-- 文件 --

_ _ _ _ _ _ _

Pairwise Document Similarity in Large Collections with MapReduce.這是一篇由UMD的一位博士生Tamer M. Elsayed和他的指導教授所共同發表在「ACL-08: HLT」的短篇論文,主要用「MapReduce」來處理大量文件相似度的計算,如果您對這篇論文有興趣的話,請參考上述論文連結,筆者不再詳述。
下述筆者撰寫的驗證程式需要用到「Cloud9 - A MapReduce Library for Hadoop」,「Cloud9」是由UMD所開發的,主要用來作為課程的教學工具和一些文字處理方面的研究,它採用Apache License,所以您可以直接用Subversion checkout下來使用,而下述範例主要用到「PairOfIntString」和「ArrayListWritable」。
Pairwise Document Similarity
在進行「Pairwise Similarity」的「Map」階段時,筆者純粹利用Regular Expression來處理~ 這並不是最佳的處理方式(我承認偷懶~),最佳的方式應該撰寫一些特定的「OutputFormat」和「Writable」來加以處理,整個效率才會大大的提高!(如:Cloud9所提供的Tuple)
由於此範例需要處理二次的MapReduce,所以筆者直接利用「job2.addDependingJob(job1);」將兩個Job產生相依性,也就是先執行job1完成之後JobControl才會去呼叫job2開始執行。

_ _ _ _ _ _ _

-- 記錄資料 --
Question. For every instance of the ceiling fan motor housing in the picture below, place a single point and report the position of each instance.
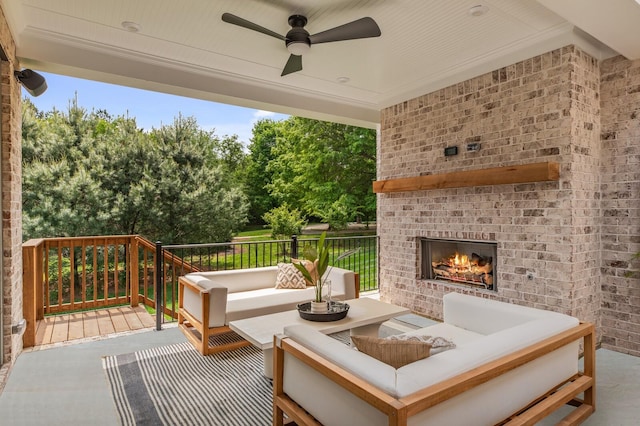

_ _ _ _ _ _ _

-- 題目 1 --
請依據關於 MapReduce 文件相似度的文章，逐行回答：
(a) 這篇短篇論文發表在哪個會議？
(b) Cloud9 採用哪一種授權？
(c) 筆者用哪一行程式讓 job2 與 job1 產生相依性？
-- 題目 2 --
請從關於 MapReduce 文件相似度的文章最後一句之後延續寫下去。

-- 最終答案 1 --
(a) ACL-08: HLT
(b) Apache License
(c) job2.addDependingJob(job1);

-- 最終答案 2 --
import java.io.IOException;
import java.util.*;
import java.util.regex.Matcher;
import java.util.regex.Pattern;
import org.apache.hadoop.conf.Configuration;
import org.apache.hadoop.conf.Configured;
import org.apache.hadoop.fs.Path;
import org.apache.hadoop.io.*;
import org.apache.hadoop.mapred.*;
import org.apache.hadoop.mapred.jobcontrol.Job;
import org.apache.hadoop.mapred.jobcontrol.JobControl;
import org.apache.hadoop.util.Tool;
import org.apache.hadoop.util.ToolRunner;
import edu.umd.cloud9.io.ArrayListWritable;
import edu.umd.cloud9.io.PairOfIntString;
public class PairwiseDS extends Configured implements Tool
{
public static class Map extends MapReduceBase implements
Mapper<LongWritable, Text, Text, PairOfIntString>
{
private Text word = new Text();
public void map(LongWritable key, Text value,
OutputCollector<Text, PairOfIntString> output, Reporter reporter)
throws IOException
{
FileSplit fileSplit = (FileSplit) reporter.getInputSplit();
String fileName = fileSplit.getPath().getName();
fileName = fileName.substring(0, fileName.length() - 4);
String line = value.toString();
StringTokenizer tokenizer = new StringTokenizer(line);
while (tokenizer.hasMoreTokens())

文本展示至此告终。